Only one portion of the data is to be written out: from the line bearing "Mark a point on each instance of the rocky" through the line bearing "Mark a point on each instance of the stone block". Write it exactly as it appears.

### Given entries

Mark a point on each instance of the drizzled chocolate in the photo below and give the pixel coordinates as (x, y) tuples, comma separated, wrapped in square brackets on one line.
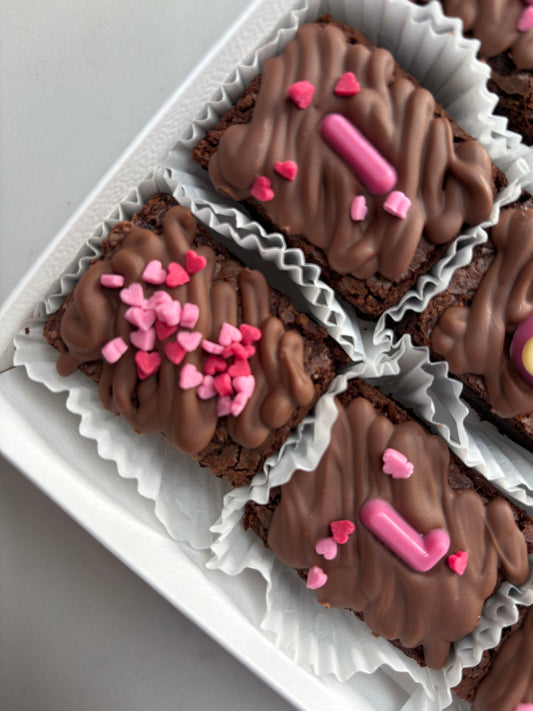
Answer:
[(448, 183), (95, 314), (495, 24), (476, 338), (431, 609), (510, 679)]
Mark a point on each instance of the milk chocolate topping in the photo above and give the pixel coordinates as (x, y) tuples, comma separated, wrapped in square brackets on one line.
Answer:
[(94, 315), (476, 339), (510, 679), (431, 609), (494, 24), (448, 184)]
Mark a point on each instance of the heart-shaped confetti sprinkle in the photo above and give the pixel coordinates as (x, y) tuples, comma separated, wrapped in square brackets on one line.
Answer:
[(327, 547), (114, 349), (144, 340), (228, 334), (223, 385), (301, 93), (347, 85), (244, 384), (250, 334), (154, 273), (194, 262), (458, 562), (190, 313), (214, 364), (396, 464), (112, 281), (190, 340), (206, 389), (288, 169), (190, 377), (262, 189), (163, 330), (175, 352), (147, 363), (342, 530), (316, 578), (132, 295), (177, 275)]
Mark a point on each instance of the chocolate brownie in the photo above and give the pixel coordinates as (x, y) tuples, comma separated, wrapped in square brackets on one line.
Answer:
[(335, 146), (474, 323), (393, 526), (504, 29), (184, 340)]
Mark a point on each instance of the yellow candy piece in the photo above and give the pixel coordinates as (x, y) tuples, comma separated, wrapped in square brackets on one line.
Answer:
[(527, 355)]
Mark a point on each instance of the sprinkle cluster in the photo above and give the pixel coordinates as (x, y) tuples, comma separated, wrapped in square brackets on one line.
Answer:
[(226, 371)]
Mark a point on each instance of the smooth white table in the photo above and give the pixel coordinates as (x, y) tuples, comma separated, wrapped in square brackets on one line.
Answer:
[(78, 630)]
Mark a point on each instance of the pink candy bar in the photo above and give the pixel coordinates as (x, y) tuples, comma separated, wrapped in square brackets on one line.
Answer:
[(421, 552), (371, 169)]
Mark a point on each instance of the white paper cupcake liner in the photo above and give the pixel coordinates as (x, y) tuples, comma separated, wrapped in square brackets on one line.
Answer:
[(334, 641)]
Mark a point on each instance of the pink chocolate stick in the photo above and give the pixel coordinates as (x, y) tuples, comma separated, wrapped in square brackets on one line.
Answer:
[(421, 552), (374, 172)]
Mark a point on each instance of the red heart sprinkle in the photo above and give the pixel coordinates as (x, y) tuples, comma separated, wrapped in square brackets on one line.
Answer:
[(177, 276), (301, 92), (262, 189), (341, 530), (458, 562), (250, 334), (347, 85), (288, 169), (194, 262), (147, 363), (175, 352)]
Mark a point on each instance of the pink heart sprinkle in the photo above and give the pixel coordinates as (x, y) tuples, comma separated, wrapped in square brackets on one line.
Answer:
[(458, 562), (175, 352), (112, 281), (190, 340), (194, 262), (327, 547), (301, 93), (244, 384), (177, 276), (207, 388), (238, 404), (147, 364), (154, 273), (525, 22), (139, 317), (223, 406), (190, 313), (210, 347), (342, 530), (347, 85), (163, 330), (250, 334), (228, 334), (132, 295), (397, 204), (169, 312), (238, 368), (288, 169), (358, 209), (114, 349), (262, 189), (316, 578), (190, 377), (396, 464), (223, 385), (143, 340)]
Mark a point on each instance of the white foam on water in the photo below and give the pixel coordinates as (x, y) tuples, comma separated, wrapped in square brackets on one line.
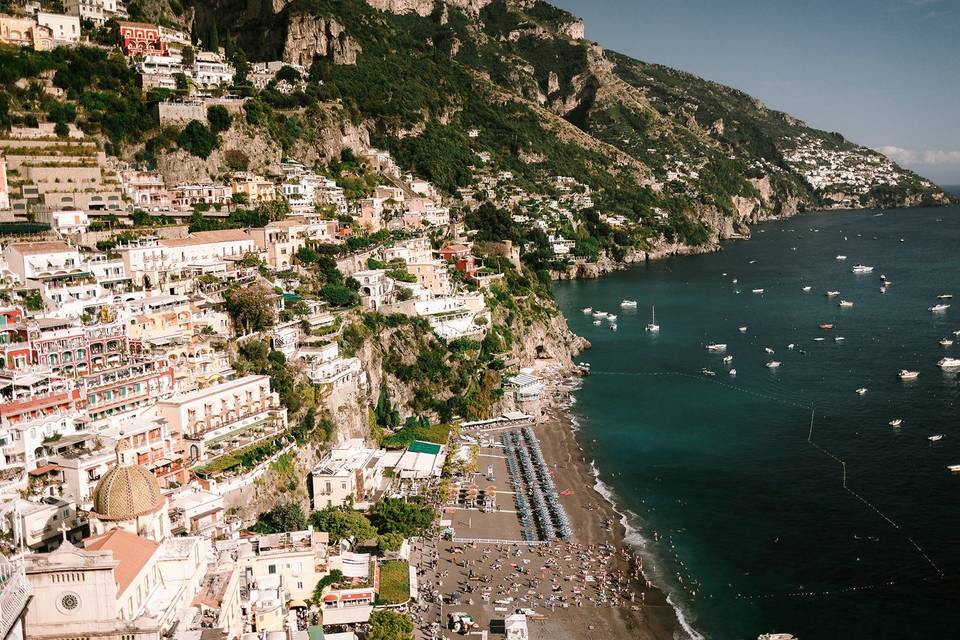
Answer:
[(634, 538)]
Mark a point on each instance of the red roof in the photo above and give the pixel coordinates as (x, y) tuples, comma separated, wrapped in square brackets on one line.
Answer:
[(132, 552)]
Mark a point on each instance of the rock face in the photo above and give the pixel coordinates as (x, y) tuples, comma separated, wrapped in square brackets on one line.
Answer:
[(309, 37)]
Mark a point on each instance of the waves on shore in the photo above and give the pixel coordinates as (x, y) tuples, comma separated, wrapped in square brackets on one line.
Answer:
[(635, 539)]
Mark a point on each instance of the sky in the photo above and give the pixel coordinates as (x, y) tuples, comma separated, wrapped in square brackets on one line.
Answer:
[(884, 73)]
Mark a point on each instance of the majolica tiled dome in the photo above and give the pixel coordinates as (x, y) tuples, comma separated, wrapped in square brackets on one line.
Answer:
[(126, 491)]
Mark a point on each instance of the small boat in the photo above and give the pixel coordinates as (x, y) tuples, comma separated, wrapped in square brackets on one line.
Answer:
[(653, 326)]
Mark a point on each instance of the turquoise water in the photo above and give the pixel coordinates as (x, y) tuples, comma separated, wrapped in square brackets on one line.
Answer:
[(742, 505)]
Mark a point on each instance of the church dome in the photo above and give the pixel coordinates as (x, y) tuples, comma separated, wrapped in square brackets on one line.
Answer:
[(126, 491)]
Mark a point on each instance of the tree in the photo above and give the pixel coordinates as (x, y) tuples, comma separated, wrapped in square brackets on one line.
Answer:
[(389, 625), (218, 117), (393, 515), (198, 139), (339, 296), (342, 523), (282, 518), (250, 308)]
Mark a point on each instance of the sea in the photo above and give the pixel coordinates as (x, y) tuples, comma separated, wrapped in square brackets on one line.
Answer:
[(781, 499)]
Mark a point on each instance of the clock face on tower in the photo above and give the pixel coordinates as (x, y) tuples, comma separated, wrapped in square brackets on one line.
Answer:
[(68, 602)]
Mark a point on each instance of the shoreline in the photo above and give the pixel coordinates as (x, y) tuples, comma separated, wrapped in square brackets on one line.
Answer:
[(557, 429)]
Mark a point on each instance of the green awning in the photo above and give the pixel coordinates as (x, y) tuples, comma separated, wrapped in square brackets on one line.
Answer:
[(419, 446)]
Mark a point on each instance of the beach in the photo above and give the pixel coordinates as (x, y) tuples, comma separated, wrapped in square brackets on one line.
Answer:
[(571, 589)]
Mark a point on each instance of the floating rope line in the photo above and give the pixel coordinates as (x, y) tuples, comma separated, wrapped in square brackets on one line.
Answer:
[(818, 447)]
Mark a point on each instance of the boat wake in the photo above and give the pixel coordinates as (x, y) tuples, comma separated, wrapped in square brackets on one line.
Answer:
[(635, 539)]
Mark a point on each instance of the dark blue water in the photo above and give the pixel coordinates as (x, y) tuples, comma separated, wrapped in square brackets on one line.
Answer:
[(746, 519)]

######
### Given entries

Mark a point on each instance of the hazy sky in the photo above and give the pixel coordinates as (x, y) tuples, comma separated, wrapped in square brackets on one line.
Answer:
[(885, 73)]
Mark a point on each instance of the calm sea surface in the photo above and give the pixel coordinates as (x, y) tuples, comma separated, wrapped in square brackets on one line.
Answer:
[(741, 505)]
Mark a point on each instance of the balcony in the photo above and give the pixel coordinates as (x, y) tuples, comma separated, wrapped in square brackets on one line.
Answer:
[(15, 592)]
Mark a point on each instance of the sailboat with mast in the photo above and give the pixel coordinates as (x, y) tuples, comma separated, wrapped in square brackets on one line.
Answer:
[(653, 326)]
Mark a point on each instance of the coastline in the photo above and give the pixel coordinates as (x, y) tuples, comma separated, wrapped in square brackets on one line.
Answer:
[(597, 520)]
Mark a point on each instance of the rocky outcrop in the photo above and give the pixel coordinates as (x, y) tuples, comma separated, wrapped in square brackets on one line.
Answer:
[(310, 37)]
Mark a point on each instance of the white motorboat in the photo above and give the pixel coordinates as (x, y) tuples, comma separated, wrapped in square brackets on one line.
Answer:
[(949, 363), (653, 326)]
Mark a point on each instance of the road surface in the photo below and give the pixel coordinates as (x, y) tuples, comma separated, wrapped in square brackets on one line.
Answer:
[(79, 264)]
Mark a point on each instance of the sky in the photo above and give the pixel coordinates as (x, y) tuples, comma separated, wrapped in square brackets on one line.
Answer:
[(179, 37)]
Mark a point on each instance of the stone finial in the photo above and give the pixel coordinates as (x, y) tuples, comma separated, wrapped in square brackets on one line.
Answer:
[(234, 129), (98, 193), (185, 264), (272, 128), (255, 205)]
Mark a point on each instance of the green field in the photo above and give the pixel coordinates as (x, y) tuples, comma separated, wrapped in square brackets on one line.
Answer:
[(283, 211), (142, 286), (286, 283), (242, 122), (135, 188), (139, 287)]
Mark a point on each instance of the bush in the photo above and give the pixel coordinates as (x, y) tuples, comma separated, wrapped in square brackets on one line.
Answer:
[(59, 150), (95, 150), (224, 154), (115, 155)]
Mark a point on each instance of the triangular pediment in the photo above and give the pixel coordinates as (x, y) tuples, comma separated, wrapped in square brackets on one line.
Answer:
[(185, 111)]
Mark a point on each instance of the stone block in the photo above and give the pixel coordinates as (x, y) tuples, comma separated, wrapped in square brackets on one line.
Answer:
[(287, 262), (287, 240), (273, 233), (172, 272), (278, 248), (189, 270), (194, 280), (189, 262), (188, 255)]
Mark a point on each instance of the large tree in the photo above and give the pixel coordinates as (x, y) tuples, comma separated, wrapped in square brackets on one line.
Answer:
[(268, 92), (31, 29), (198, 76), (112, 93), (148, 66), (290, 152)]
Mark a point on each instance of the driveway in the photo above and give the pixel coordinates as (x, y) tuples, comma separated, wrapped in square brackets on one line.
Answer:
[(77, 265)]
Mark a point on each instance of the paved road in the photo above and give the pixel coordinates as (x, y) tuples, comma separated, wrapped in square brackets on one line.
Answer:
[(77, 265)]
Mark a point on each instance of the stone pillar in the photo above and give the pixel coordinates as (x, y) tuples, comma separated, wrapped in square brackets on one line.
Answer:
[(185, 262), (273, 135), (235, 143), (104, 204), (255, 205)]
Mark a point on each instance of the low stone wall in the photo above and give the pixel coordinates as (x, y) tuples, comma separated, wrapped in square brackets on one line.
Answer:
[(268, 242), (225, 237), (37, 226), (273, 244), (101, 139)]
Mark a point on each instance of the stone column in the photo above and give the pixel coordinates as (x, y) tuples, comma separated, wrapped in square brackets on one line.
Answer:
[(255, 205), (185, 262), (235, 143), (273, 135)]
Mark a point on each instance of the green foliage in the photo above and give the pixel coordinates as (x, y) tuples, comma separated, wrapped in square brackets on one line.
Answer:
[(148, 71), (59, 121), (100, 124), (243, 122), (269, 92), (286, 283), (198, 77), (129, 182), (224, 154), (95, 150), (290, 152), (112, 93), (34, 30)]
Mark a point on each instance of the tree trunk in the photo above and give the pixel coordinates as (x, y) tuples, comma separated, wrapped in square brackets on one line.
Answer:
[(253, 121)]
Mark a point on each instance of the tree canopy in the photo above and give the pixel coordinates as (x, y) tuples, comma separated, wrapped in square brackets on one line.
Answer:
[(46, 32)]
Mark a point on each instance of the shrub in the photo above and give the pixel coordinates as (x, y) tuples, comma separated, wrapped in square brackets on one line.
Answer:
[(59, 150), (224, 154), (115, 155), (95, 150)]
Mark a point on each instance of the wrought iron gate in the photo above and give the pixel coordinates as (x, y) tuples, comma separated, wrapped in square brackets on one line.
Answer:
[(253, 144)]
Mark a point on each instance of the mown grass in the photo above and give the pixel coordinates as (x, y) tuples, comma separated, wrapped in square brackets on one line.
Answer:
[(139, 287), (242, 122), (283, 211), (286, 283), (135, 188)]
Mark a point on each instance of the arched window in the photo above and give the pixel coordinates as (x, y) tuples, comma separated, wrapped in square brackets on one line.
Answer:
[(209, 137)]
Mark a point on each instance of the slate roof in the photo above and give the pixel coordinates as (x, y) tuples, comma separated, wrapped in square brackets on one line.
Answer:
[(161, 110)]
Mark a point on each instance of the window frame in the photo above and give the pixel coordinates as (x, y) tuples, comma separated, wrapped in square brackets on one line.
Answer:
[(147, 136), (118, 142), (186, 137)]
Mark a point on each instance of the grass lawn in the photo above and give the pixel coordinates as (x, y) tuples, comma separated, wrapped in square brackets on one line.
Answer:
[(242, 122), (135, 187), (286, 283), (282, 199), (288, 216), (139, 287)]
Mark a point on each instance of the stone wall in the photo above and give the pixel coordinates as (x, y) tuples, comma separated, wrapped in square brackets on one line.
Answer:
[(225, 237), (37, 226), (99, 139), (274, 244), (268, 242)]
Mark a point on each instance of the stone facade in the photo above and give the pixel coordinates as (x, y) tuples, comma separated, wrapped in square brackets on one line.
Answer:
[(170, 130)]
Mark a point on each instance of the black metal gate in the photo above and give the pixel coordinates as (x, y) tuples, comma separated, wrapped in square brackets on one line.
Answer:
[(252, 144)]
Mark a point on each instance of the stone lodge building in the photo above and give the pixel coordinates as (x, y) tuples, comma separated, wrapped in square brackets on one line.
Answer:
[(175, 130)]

######

--- Exercise result ---
Mark a point on each instance of the rocky outcrop in the photo above and give the pixel coordinates as (x, y) tuples, comma separated, wrapped in square brackets on one line.
Answer:
[(310, 37)]
Mark a point on each instance of the white motorboat in the photo above and give the pixel coordinates as (x, y) tuples, comma separated, wrapped in square brackets on one line.
Answer:
[(949, 363), (653, 326)]
Mark a point on each instance of the road surface in the photo below and give the pixel coordinates as (x, y) tuples, comma separated, wrapped in square brackets on one line.
Answer:
[(79, 264)]
Mark a point on each instance of the sky in the photo above and give the pixel coordinates as (x, y) tuples, comma separated, wrapped in square brackets on one line.
Answer:
[(179, 37)]
Mark a point on each instance of the stone finial in the photo above and give the pixel coordinates as (x, y) tuples, comma separated, wrapped in square brackets on one line.
Answer:
[(234, 129), (98, 193), (185, 264), (272, 128), (255, 205)]
Mark a point on each instance of the green field in the photo above and give the pixel coordinates as (x, y) tuples, comma separated, wrapped in square brackets on one line.
Answer:
[(283, 211), (142, 286), (286, 283), (242, 122), (135, 188), (139, 287)]
Mark a point on each instance of the bush in the photo above and give the pixel coordinates as (x, y) tuples, comma separated, wrapped in square brackets on one line.
Answer:
[(59, 150), (95, 150), (224, 154), (115, 155)]
Mark a point on each instance of the triangular pediment in the photo above and give the pixel coordinates as (x, y) tuples, comma separated, wrapped in square brackets on one line.
Answer:
[(185, 111)]
Mark a point on each instance of the stone block in the photo above and give the pixel coordinates as (x, y) tuples, comma separated, wrapped in square brackets on one line.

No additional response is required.